**Prompt:** Exactly the lines from the start of the data below through the line that contains "x=225 y=332" are to be copied, with pictures left out.

**Listed records:**

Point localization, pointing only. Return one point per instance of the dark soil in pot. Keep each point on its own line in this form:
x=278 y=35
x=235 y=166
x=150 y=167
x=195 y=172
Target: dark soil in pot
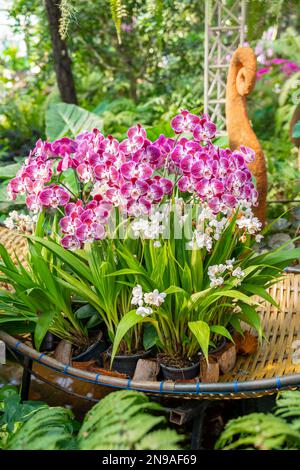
x=98 y=345
x=49 y=342
x=175 y=368
x=219 y=346
x=126 y=364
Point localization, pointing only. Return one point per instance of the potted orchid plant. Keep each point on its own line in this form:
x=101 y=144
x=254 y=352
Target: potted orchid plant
x=158 y=232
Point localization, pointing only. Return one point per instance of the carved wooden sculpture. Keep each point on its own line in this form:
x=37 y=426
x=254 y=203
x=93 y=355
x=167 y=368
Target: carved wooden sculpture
x=240 y=82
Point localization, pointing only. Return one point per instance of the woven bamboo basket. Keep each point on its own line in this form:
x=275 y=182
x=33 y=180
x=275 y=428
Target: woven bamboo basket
x=275 y=365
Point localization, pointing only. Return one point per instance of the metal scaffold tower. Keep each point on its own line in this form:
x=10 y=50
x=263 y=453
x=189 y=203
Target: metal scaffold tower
x=224 y=32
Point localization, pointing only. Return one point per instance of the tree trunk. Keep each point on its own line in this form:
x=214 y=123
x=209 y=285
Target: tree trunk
x=62 y=61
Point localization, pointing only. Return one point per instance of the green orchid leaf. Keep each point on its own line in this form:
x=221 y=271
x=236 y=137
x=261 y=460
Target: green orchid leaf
x=201 y=331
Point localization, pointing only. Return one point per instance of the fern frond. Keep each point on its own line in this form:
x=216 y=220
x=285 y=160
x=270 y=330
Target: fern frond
x=48 y=428
x=258 y=431
x=118 y=11
x=68 y=14
x=120 y=421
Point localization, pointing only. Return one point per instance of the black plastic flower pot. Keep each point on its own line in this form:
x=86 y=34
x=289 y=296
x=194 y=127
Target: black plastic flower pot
x=185 y=373
x=126 y=364
x=94 y=351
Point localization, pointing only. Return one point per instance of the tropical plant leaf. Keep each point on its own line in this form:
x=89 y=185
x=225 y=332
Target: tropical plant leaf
x=129 y=320
x=201 y=331
x=63 y=119
x=122 y=421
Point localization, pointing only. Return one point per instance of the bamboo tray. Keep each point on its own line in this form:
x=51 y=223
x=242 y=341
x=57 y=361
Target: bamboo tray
x=272 y=368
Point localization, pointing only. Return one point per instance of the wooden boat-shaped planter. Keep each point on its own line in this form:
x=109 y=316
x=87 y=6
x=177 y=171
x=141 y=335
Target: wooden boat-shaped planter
x=274 y=366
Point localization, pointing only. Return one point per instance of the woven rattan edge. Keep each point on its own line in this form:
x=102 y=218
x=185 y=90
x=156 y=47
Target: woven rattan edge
x=228 y=390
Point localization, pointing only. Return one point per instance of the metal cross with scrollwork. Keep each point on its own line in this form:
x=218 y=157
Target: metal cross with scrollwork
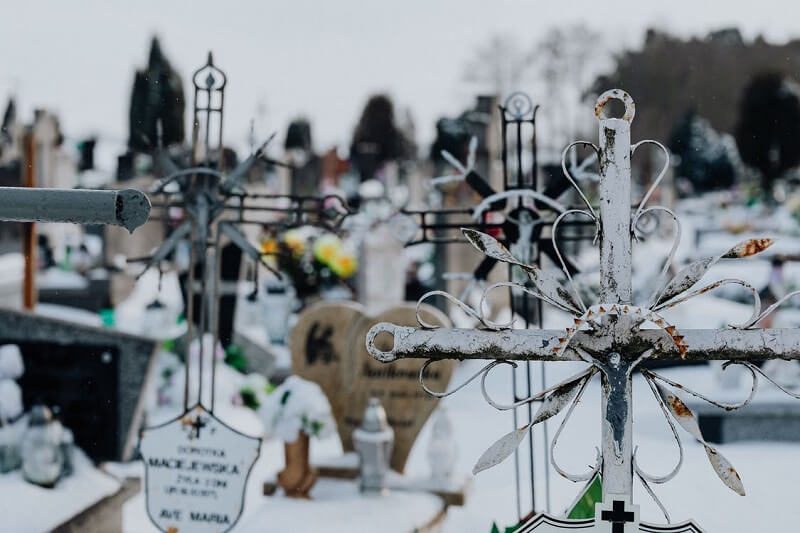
x=520 y=215
x=613 y=336
x=213 y=204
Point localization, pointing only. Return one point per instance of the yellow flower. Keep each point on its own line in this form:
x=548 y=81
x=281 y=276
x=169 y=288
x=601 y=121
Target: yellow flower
x=269 y=246
x=326 y=248
x=344 y=263
x=294 y=240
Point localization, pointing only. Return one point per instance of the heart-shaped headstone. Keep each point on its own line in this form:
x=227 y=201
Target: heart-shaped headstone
x=319 y=343
x=328 y=345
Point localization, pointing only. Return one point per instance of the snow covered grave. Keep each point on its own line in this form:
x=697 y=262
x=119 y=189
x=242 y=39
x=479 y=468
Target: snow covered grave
x=614 y=336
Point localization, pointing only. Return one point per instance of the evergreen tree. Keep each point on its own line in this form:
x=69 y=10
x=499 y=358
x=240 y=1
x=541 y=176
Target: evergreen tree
x=768 y=131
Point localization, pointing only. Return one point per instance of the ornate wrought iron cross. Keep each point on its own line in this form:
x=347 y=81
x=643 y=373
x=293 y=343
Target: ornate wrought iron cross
x=521 y=214
x=614 y=336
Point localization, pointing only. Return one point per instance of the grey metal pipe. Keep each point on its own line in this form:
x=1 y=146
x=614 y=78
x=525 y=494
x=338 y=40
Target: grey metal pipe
x=128 y=208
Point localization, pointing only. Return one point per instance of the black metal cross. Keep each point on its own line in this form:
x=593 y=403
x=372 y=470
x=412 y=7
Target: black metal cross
x=618 y=517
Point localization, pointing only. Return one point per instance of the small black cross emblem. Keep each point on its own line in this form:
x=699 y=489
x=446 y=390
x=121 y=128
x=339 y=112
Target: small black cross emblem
x=618 y=517
x=197 y=425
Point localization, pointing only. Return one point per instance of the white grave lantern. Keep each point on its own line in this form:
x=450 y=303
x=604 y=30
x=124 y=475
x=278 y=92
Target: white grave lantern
x=373 y=441
x=196 y=470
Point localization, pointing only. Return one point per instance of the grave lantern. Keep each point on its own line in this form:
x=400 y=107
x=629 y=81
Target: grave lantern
x=42 y=454
x=374 y=441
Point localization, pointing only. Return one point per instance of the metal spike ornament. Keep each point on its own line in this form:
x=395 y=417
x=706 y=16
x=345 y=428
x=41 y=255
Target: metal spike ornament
x=608 y=336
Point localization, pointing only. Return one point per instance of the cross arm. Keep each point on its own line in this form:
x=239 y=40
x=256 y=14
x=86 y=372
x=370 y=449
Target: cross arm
x=538 y=345
x=128 y=208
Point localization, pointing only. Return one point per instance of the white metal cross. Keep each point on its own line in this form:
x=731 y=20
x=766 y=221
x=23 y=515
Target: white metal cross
x=607 y=335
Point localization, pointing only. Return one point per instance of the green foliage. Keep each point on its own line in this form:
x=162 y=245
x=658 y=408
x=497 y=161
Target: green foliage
x=236 y=359
x=584 y=506
x=768 y=132
x=249 y=398
x=509 y=529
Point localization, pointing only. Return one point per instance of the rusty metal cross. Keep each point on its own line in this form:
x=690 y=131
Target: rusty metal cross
x=615 y=335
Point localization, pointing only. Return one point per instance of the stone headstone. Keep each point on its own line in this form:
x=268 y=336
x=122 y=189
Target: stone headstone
x=196 y=472
x=328 y=346
x=407 y=405
x=320 y=348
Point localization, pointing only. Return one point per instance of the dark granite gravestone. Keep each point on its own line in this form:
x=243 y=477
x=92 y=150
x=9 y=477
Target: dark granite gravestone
x=94 y=376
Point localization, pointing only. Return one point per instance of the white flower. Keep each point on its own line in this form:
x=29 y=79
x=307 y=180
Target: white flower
x=10 y=400
x=297 y=405
x=11 y=365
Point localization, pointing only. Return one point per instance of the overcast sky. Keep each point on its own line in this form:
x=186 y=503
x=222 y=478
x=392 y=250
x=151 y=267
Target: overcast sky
x=320 y=58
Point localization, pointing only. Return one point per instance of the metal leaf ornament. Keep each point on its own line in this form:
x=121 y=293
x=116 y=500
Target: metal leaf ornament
x=553 y=404
x=547 y=283
x=691 y=273
x=686 y=418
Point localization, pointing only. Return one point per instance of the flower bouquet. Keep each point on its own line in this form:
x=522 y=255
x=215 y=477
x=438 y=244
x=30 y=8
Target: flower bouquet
x=315 y=261
x=295 y=411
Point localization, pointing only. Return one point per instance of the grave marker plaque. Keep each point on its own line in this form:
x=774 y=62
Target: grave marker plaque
x=196 y=471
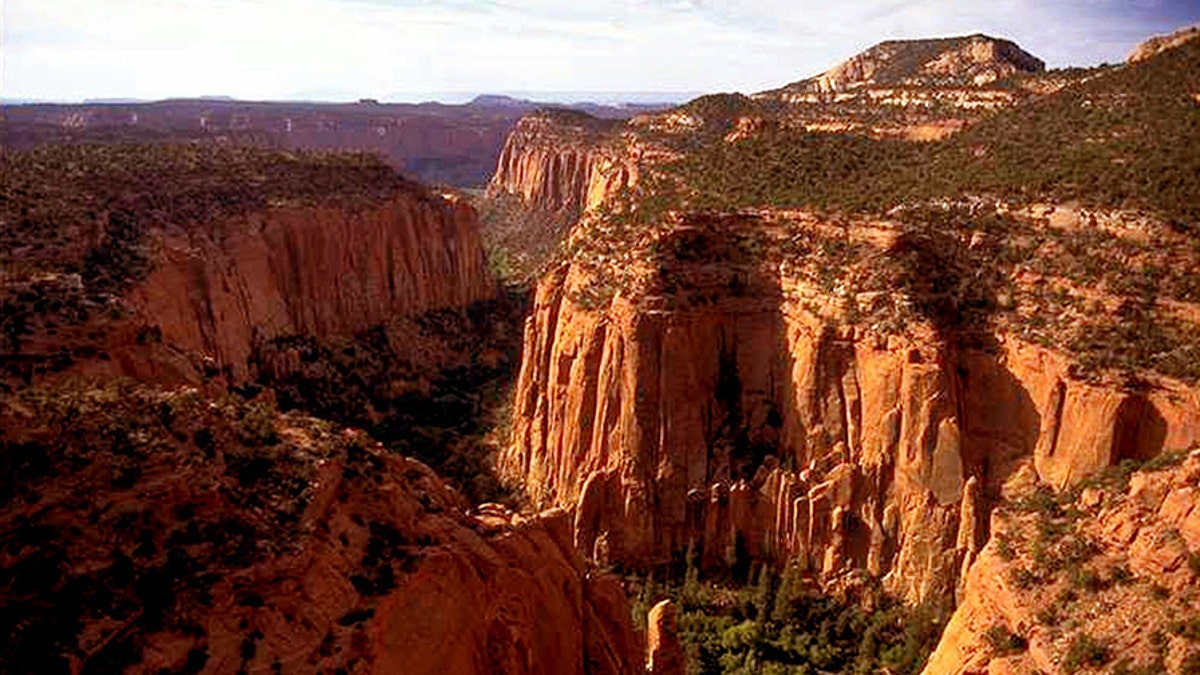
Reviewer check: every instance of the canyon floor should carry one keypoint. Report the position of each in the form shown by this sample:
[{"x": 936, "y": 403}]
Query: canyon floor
[{"x": 895, "y": 369}]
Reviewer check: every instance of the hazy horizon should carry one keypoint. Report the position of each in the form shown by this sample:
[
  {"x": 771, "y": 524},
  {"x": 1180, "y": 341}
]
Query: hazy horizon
[
  {"x": 409, "y": 51},
  {"x": 402, "y": 97}
]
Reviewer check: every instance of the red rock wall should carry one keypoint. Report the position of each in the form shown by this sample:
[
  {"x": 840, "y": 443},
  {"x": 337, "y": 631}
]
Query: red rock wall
[
  {"x": 552, "y": 174},
  {"x": 633, "y": 413},
  {"x": 312, "y": 270}
]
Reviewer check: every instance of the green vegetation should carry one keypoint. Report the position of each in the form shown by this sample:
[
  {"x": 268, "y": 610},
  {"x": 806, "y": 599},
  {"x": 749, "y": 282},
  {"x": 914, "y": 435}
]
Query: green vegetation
[
  {"x": 1085, "y": 651},
  {"x": 81, "y": 223},
  {"x": 780, "y": 623},
  {"x": 443, "y": 406},
  {"x": 76, "y": 208},
  {"x": 1121, "y": 139},
  {"x": 124, "y": 506},
  {"x": 1003, "y": 641}
]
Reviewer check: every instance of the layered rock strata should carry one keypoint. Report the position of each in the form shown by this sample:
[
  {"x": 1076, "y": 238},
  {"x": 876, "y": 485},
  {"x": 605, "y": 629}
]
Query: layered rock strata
[
  {"x": 553, "y": 162},
  {"x": 750, "y": 426},
  {"x": 222, "y": 538},
  {"x": 1109, "y": 567},
  {"x": 215, "y": 293}
]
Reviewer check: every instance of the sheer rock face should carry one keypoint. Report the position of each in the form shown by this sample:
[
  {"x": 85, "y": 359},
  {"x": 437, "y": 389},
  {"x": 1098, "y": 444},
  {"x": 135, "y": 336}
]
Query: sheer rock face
[
  {"x": 664, "y": 652},
  {"x": 1161, "y": 43},
  {"x": 753, "y": 430},
  {"x": 1147, "y": 530},
  {"x": 318, "y": 272},
  {"x": 961, "y": 61},
  {"x": 319, "y": 553},
  {"x": 555, "y": 165}
]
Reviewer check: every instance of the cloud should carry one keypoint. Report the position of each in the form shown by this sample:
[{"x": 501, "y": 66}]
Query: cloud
[{"x": 72, "y": 49}]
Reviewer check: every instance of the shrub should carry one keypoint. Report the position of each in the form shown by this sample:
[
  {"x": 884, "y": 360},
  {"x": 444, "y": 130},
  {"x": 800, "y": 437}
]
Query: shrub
[{"x": 1085, "y": 651}]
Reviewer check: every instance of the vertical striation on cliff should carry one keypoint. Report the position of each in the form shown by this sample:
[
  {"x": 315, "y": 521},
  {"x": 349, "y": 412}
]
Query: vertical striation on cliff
[
  {"x": 319, "y": 272},
  {"x": 719, "y": 408},
  {"x": 563, "y": 161}
]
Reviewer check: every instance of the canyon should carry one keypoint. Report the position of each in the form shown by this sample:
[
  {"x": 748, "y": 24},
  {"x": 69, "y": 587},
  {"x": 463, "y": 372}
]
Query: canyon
[
  {"x": 778, "y": 360},
  {"x": 436, "y": 143},
  {"x": 696, "y": 390}
]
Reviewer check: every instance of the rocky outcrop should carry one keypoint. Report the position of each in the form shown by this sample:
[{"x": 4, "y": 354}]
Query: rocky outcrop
[
  {"x": 160, "y": 530},
  {"x": 1107, "y": 568},
  {"x": 1161, "y": 43},
  {"x": 316, "y": 270},
  {"x": 562, "y": 162},
  {"x": 751, "y": 428},
  {"x": 959, "y": 61},
  {"x": 664, "y": 655}
]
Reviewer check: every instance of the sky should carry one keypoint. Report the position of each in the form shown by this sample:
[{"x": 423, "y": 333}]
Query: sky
[{"x": 451, "y": 49}]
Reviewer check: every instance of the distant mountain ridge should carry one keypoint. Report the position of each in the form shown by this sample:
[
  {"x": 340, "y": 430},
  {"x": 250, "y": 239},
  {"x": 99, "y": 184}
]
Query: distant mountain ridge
[{"x": 972, "y": 60}]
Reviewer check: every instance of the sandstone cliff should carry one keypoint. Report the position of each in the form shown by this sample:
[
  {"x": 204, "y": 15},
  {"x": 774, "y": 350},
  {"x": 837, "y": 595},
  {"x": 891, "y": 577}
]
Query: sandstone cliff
[
  {"x": 563, "y": 162},
  {"x": 1098, "y": 579},
  {"x": 960, "y": 61},
  {"x": 318, "y": 272},
  {"x": 713, "y": 400},
  {"x": 173, "y": 263},
  {"x": 1161, "y": 43},
  {"x": 156, "y": 531}
]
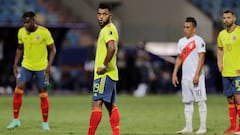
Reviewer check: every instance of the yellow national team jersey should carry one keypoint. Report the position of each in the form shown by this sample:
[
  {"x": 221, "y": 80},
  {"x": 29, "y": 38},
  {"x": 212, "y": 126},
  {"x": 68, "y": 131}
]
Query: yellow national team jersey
[
  {"x": 107, "y": 33},
  {"x": 35, "y": 47},
  {"x": 230, "y": 42}
]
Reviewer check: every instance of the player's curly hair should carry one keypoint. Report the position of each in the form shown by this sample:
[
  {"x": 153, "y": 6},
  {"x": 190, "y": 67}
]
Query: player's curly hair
[
  {"x": 30, "y": 14},
  {"x": 105, "y": 5},
  {"x": 192, "y": 20}
]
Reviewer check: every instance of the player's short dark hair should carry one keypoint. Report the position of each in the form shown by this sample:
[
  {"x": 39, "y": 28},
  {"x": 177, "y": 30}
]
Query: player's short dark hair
[
  {"x": 228, "y": 11},
  {"x": 30, "y": 14},
  {"x": 192, "y": 20},
  {"x": 105, "y": 6}
]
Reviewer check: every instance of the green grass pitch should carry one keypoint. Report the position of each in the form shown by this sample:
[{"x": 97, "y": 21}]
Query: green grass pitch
[{"x": 151, "y": 115}]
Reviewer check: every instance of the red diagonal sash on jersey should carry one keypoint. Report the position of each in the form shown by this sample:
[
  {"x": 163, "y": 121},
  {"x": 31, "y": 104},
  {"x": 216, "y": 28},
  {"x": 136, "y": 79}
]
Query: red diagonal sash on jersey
[{"x": 188, "y": 49}]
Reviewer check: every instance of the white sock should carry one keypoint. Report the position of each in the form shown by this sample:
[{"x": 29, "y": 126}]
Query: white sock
[
  {"x": 202, "y": 107},
  {"x": 188, "y": 111}
]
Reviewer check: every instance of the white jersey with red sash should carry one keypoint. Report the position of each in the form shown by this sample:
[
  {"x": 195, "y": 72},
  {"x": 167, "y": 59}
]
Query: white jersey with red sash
[{"x": 189, "y": 48}]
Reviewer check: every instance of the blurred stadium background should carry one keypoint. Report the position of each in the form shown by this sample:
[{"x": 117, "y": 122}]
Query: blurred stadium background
[{"x": 149, "y": 30}]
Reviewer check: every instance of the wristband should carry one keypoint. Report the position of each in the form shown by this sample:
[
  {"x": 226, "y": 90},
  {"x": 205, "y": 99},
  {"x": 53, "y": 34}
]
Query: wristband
[{"x": 103, "y": 66}]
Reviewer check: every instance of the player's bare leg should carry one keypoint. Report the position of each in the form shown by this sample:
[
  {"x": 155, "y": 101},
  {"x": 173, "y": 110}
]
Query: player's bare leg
[
  {"x": 232, "y": 112},
  {"x": 96, "y": 116}
]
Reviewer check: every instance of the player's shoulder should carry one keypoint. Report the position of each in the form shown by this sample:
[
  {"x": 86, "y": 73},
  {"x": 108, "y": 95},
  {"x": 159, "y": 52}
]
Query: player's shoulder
[
  {"x": 42, "y": 28},
  {"x": 22, "y": 29},
  {"x": 182, "y": 39},
  {"x": 197, "y": 37}
]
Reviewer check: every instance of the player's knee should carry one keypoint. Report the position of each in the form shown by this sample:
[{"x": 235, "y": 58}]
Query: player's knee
[
  {"x": 202, "y": 106},
  {"x": 19, "y": 90},
  {"x": 189, "y": 106},
  {"x": 43, "y": 94}
]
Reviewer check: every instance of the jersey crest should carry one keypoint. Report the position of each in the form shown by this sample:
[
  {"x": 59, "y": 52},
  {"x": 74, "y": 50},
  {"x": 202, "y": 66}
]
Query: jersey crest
[{"x": 188, "y": 49}]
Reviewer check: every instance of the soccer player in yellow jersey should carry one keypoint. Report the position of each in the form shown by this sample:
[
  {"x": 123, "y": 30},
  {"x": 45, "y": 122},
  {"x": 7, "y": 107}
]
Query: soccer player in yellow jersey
[
  {"x": 105, "y": 72},
  {"x": 34, "y": 42},
  {"x": 228, "y": 64}
]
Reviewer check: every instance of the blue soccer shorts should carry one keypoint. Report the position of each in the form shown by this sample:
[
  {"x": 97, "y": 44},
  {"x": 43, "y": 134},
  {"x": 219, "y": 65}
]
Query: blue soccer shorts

**Answer to the problem:**
Point localization, pointing only. Return one point per instance of the dark soil in pot. Keep each point on its own line in this form:
x=278 y=35
x=235 y=166
x=150 y=167
x=195 y=172
Target: dark soil in pot
x=98 y=345
x=49 y=342
x=175 y=368
x=219 y=346
x=126 y=364
Point localization, pointing only. Return one point per instance of the potted orchid plant. Keep each point on its own line in this form:
x=101 y=144
x=254 y=352
Target: potted orchid plant
x=158 y=232
Point localization, pointing only. Return one point per instance of the carved wooden sculpture. Keep each point on its own line in this form:
x=37 y=426
x=254 y=203
x=93 y=355
x=167 y=368
Target: carved wooden sculpture
x=240 y=82
Point localization, pointing only. Return one point per instance of the woven bamboo basket. Keep each point on its own line in this form:
x=275 y=182
x=33 y=180
x=275 y=428
Target: woven bamboo basket
x=275 y=365
Point localization, pointing only. Return one point per instance of the metal scaffold tower. Keep each point on its own line in this form:
x=10 y=50
x=263 y=453
x=189 y=203
Target: metal scaffold tower
x=224 y=32
Point localization, pointing only. Return one point per instance of the tree trunk. Keep each point on its own line in this form:
x=214 y=123
x=209 y=285
Target: tree trunk
x=62 y=61
Point localization, pointing only. Return one point per instance of the green orchid leaf. Keep each point on its own line in this form:
x=221 y=271
x=236 y=137
x=261 y=460
Target: green orchid leaf
x=201 y=331
Point localization, pointing only. Return one point per instance of the fern frond. Keep each point on its own line in this form:
x=216 y=220
x=285 y=160
x=270 y=330
Target: fern frond
x=48 y=428
x=258 y=431
x=118 y=11
x=68 y=14
x=120 y=421
Point localization, pointing only. Return one point per instance of the black plastic flower pot. Keep each point on its own line in this form:
x=86 y=34
x=289 y=296
x=194 y=127
Target: black plastic flower pot
x=185 y=373
x=126 y=364
x=94 y=351
Point localization, pointing only. Return one point per instance of the tropical plant leaf. Keep each point on its own line in this form:
x=89 y=185
x=225 y=332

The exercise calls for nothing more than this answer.